What you should do:
Each record is to be written out exactly as it appears.

Supplied records:
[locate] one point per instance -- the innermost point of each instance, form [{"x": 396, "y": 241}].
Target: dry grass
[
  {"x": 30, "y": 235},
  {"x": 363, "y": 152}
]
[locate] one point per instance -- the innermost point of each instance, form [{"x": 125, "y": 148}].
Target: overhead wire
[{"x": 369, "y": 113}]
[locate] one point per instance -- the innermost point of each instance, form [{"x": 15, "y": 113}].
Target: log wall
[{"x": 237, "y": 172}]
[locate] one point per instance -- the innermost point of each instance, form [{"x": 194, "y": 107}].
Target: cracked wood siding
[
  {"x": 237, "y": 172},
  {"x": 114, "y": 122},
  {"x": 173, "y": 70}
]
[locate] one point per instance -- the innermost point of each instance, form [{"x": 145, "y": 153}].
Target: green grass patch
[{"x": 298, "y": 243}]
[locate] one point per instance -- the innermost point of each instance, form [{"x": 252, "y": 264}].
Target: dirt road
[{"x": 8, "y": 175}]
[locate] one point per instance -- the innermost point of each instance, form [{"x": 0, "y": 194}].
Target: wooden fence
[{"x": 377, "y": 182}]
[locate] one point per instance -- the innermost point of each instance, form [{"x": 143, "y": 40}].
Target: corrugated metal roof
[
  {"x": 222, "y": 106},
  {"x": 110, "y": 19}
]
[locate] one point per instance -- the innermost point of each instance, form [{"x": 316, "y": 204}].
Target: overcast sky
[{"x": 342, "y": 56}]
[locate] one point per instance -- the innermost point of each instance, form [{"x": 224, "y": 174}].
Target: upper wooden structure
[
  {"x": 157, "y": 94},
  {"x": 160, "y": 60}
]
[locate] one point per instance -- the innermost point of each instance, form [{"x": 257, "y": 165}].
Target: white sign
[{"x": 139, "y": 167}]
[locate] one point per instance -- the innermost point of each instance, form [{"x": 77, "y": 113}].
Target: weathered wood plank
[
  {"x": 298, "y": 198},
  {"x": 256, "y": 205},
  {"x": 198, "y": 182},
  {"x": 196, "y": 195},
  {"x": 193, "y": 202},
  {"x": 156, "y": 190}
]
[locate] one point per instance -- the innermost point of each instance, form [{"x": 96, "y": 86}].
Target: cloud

Solution:
[locate] one point per instance -- the innermost point of each instance, form [{"x": 396, "y": 241}].
Target: dry grass
[
  {"x": 30, "y": 235},
  {"x": 363, "y": 152}
]
[locate] one point per instance -- the innermost point of each instance, form [{"x": 125, "y": 148}].
Target: overhead wire
[{"x": 369, "y": 113}]
[locate] one point per instance -- the innermost point of each instance, form [{"x": 15, "y": 113}].
Target: log wall
[{"x": 237, "y": 172}]
[locate] one point per instance -- the innermost point of each instance, form [{"x": 194, "y": 107}].
Target: cracked wood siding
[
  {"x": 237, "y": 172},
  {"x": 114, "y": 122},
  {"x": 173, "y": 70}
]
[locate] one point per instance -- the innermost point of each instance, form [{"x": 145, "y": 153}].
Target: green grass patch
[{"x": 298, "y": 243}]
[locate] one point per instance -- the innermost point of each instance, form [{"x": 252, "y": 264}].
Target: dirt road
[{"x": 8, "y": 175}]
[locate] one point per instance -- the innermost point of each instance, form [{"x": 0, "y": 194}].
Target: wooden fence
[{"x": 377, "y": 182}]
[locate] one point per instance -- the innermost point of each instance, form [{"x": 143, "y": 40}].
Target: corrugated metal roof
[
  {"x": 222, "y": 106},
  {"x": 110, "y": 19}
]
[locate] one point per instance -- the innermost point of each instance, form [{"x": 316, "y": 204}].
Target: overcast sky
[{"x": 342, "y": 56}]
[locate] one point per instance -- the innermost point of each instance, form [{"x": 224, "y": 174}].
Target: upper wooden structure
[
  {"x": 157, "y": 94},
  {"x": 160, "y": 60}
]
[locate] one point per instance -- the innermost point of each instance, form [{"x": 257, "y": 165}].
Target: white sign
[{"x": 139, "y": 167}]
[locate] one point per instance -- the innermost point of each instance, form [{"x": 77, "y": 113}].
Target: weathered wood plank
[
  {"x": 298, "y": 198},
  {"x": 256, "y": 205},
  {"x": 198, "y": 182},
  {"x": 196, "y": 195},
  {"x": 193, "y": 202},
  {"x": 156, "y": 190}
]
[locate] one point per instance -- the innermost point of each instance, form [{"x": 96, "y": 86}].
Target: cloud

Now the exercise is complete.